• **Extrait fourni**

....

Exploitées, décapitées, dégradées politiquement, les populations arméniennes stagneront au sein de l'empire ottoman, puis seront presque détruites par lui au XXe siècle (x).
Quatrièmement, une région se développe si elle est connectée aux grandes voies de communication, qui la mettent en liaison avec le grand commerce et les échanges d'idées et de techniques. Une partie des voies commerciales antiques reliant le monde indien au monde méditerranéen passaient par le Zagros et le plateau arménien. Le développement de la navigation perse et arabe en mer Rouge et dans le golfe d'Oman représenta une première concurrence. Mais la situation changea radicalement au XVIe siècle avec la découverte de voies maritimes directes entre l'Europe, l'Inde et l'Asie Extrême par les navigateurs portugais et espagnols. Passer par l'océan Atlantique, l'océan Indien ou le Pacifique exposait, certes, les navigateurs aux périls de la mer, mais leur évitait les multiples intermédiaires coûteux qui dominaient les anciennes voies commerciales terrestres (« Route de la soie »), ou celles de la mer Rouge et du golfe Persique. En outre, le transport maritime, même à l'époque, était de bien plus grande capacité que le transport par caravane de chameaux ou de chevaux. Le monde kurde fut donc rejeté en marge des courants commerciaux et son état d'isolement en fut approfondi.

....

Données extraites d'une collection

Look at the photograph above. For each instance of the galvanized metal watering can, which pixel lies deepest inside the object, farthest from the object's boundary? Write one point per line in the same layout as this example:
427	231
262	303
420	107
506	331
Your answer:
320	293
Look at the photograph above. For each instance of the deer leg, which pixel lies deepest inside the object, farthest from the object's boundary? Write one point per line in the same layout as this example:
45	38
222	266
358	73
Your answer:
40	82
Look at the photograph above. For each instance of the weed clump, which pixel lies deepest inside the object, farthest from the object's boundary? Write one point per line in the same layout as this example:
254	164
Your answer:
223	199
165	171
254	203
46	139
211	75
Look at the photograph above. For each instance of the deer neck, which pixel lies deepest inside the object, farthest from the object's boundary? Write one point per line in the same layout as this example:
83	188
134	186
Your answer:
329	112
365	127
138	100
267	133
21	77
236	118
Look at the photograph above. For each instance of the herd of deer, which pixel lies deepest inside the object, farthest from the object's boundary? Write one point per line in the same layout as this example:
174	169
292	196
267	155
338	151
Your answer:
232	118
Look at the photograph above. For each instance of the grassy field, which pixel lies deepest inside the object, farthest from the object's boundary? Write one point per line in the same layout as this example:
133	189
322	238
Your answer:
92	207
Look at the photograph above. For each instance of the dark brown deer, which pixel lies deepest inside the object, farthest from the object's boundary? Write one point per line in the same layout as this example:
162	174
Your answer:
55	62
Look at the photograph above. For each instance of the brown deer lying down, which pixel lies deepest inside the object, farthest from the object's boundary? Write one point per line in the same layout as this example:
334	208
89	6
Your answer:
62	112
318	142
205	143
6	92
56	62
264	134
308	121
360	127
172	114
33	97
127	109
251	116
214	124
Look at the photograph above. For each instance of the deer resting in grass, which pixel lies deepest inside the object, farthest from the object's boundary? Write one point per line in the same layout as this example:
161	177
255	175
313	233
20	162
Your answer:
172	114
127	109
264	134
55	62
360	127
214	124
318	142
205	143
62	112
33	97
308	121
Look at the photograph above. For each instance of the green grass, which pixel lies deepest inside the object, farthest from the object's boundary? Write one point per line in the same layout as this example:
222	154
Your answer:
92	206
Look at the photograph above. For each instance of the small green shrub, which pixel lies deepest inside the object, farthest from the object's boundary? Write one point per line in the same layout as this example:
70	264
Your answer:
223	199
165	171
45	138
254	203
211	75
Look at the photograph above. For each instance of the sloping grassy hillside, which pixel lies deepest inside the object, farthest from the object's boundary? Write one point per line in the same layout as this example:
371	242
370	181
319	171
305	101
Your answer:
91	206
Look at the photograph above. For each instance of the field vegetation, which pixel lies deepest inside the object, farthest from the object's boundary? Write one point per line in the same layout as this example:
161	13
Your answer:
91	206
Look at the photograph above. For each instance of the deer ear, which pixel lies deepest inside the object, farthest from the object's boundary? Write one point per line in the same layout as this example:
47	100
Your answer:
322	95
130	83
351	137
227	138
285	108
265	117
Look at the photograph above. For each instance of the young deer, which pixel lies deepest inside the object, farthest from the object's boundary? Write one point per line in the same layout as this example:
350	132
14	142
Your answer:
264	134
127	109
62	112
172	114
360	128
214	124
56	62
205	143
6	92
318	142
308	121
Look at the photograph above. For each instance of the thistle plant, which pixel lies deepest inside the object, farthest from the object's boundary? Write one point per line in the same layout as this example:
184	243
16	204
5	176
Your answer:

....

• **Tâche demandée 1**
Quels océans l'extrait sur les voies commerciales nomme-t-il ?
• **Tâche demandée 2**
Poursuivez l'extrait sur les voies commerciales après sa dernière phrase.

• **Bonne réponse 1**
L'océan Atlantique, l'océan Indien et le Pacifique.

• **Bonne réponse 2**
Réduit au stade d'organisation tribal, arriéré, divisé, presque limité à l'activité agricole, pauvrement éduqué, dépourvu d'influence politique, en marge des grands centres de développement économique et humain, le monde kurde était dramatiquement mal préparé à affronter les grands bouleversements politiques du XXe siècle. C'est dans cet état de faiblesse qu'il dut tenter de faire entendre sa voix au moment du redécoupage des zones d'influence, après 1918 et l'effondrement de l'empire ottoman. Il n'y parvint pas, et depuis, les populations kurdes luttent péniblement pour exister.

C'est le tableau, en négatif, de cette lutte, dans la partie du Kurdistan intégré dans la République de Turquie, que Suzan Samanci nous présente dans Rojîne.

Rojîne

Le journaliste, chez qui j’allais pour le nettoyage, m’a dit : « D’après ce que j’ai entendu dire, ils vont permettre le retour aux villages ».

Ma Rojîne, et l’herbe de mon village qui sent les montagnes, m’ont tellement manqué !... Ils ont brûlé notre maison, mais ce n’est pas grave. Nous allons la reconstruire. Je n’ai pas pu m’habituer à la vie citadine ; comment ces gens arrivent-ils à vivre ainsi ?!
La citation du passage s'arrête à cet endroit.